● **AIM OF THE TASK**:
Copy the records from the line with "of the patch" up to and including the line with "(1259, 235)", requests included, and offset every number in the answer coordinates by adding 59.

● **RECORD SET**:
::::
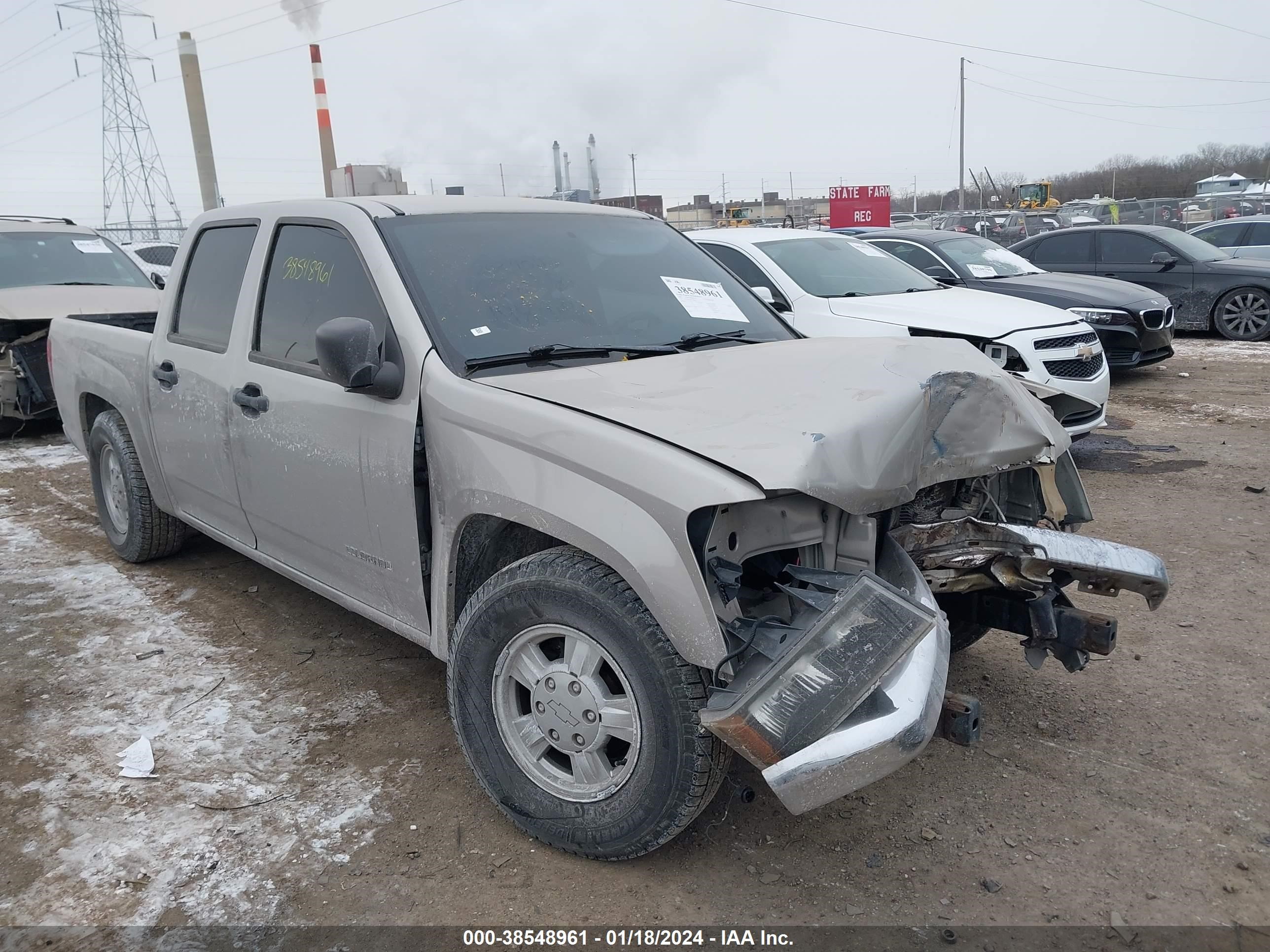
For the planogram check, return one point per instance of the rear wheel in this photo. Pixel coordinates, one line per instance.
(1244, 314)
(135, 527)
(577, 715)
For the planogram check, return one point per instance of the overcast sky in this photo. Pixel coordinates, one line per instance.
(700, 91)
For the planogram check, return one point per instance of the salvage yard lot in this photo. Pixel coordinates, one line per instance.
(308, 771)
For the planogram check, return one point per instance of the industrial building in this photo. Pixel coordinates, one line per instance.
(770, 210)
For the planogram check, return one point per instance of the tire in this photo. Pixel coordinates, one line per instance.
(1244, 314)
(135, 527)
(587, 799)
(966, 634)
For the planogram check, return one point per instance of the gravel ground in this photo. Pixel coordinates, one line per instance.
(307, 771)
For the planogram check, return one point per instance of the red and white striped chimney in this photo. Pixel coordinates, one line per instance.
(324, 137)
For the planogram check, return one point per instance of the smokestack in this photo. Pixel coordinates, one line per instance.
(199, 129)
(324, 139)
(591, 166)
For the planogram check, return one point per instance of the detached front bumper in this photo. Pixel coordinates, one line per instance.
(887, 729)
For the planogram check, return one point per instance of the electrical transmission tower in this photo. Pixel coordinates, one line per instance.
(136, 197)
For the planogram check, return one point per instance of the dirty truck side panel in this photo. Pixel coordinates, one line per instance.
(327, 476)
(620, 495)
(195, 338)
(96, 362)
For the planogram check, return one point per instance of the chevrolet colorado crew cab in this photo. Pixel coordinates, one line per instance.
(642, 518)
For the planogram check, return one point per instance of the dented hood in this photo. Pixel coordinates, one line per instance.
(953, 311)
(861, 423)
(42, 303)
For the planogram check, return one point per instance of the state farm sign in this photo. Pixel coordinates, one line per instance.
(860, 206)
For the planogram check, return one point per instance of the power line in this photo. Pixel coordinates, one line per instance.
(65, 34)
(49, 129)
(988, 49)
(1052, 85)
(1117, 120)
(1216, 23)
(1125, 104)
(249, 59)
(32, 102)
(25, 7)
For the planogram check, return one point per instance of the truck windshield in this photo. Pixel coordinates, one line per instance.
(834, 266)
(501, 283)
(35, 258)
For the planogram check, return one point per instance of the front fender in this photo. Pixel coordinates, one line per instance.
(612, 492)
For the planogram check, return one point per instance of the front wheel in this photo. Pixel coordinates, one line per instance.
(576, 713)
(1244, 314)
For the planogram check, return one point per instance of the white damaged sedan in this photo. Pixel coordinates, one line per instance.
(836, 286)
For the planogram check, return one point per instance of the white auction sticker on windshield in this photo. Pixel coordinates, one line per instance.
(705, 300)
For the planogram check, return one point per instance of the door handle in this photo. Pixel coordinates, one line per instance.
(252, 400)
(166, 374)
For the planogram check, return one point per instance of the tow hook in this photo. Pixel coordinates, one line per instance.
(959, 719)
(1068, 633)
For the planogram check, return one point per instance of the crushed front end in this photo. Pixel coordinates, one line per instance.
(26, 387)
(839, 625)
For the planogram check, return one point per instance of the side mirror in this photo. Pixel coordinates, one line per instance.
(765, 294)
(940, 273)
(349, 353)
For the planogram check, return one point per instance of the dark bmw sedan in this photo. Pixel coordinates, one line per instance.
(1134, 324)
(1208, 287)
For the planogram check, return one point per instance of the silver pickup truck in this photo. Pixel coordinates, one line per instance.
(564, 450)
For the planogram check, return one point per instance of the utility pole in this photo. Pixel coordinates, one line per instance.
(960, 162)
(199, 129)
(134, 182)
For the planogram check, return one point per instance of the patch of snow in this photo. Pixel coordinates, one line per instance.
(1221, 349)
(17, 455)
(101, 836)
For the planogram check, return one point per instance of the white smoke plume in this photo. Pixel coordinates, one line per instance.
(305, 14)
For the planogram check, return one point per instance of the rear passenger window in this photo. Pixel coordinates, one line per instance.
(210, 290)
(314, 276)
(1074, 248)
(1259, 235)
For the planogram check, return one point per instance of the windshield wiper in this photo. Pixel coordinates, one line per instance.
(690, 340)
(550, 351)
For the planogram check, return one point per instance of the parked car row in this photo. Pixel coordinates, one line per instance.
(1208, 287)
(644, 518)
(841, 286)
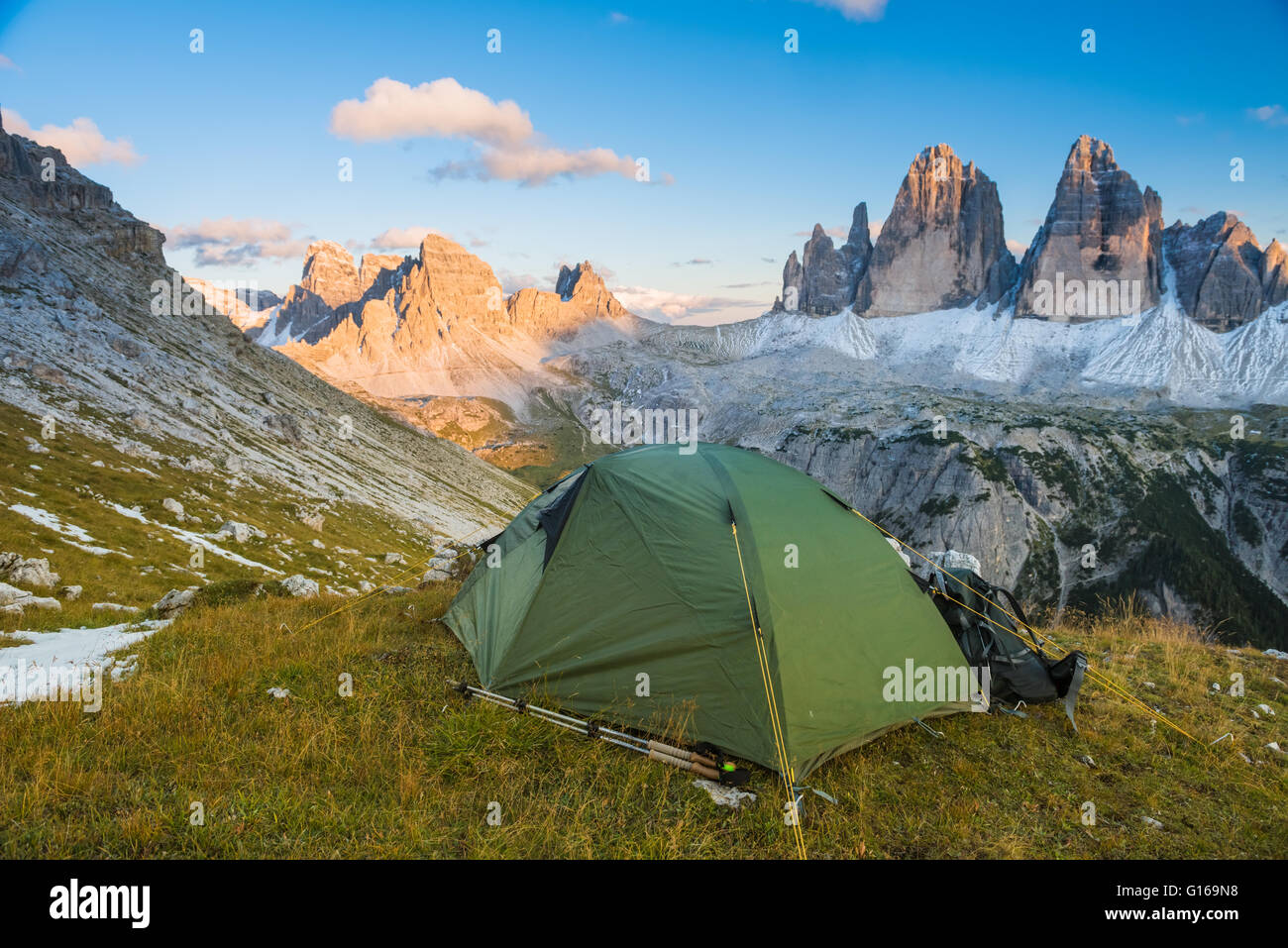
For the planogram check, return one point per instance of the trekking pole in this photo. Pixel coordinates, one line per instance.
(695, 762)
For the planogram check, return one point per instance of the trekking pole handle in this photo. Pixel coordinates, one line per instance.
(684, 764)
(682, 754)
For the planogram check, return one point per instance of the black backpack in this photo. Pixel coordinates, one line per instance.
(1018, 670)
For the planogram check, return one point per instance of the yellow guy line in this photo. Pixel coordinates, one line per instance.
(780, 745)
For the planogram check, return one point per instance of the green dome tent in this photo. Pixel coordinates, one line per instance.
(627, 591)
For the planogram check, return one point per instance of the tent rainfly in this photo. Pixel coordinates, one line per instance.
(717, 594)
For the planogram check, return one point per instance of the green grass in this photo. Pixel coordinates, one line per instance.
(404, 768)
(147, 559)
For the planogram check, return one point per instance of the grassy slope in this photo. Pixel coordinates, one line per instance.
(69, 485)
(406, 769)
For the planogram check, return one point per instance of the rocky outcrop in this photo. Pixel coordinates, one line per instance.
(40, 179)
(81, 342)
(436, 324)
(1100, 248)
(825, 281)
(943, 244)
(1222, 275)
(579, 299)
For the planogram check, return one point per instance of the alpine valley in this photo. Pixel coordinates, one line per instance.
(1100, 419)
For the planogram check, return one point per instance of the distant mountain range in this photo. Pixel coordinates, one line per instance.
(1106, 301)
(969, 425)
::::
● **EXERCISE SOLUTION**:
For the planogram check, return one point per instance of the patch of snow in this photo. Pixel coordinates, one line per instance.
(1280, 408)
(76, 514)
(160, 895)
For the planogram check, return one point per instance of the white smoke plume in this photo. Pixel coordinates, one line per instance.
(364, 73)
For the planogram check, return one point per instance of the rear passenger window in this photo. Pixel coordinates, one line per instance.
(269, 349)
(373, 335)
(1133, 307)
(1318, 294)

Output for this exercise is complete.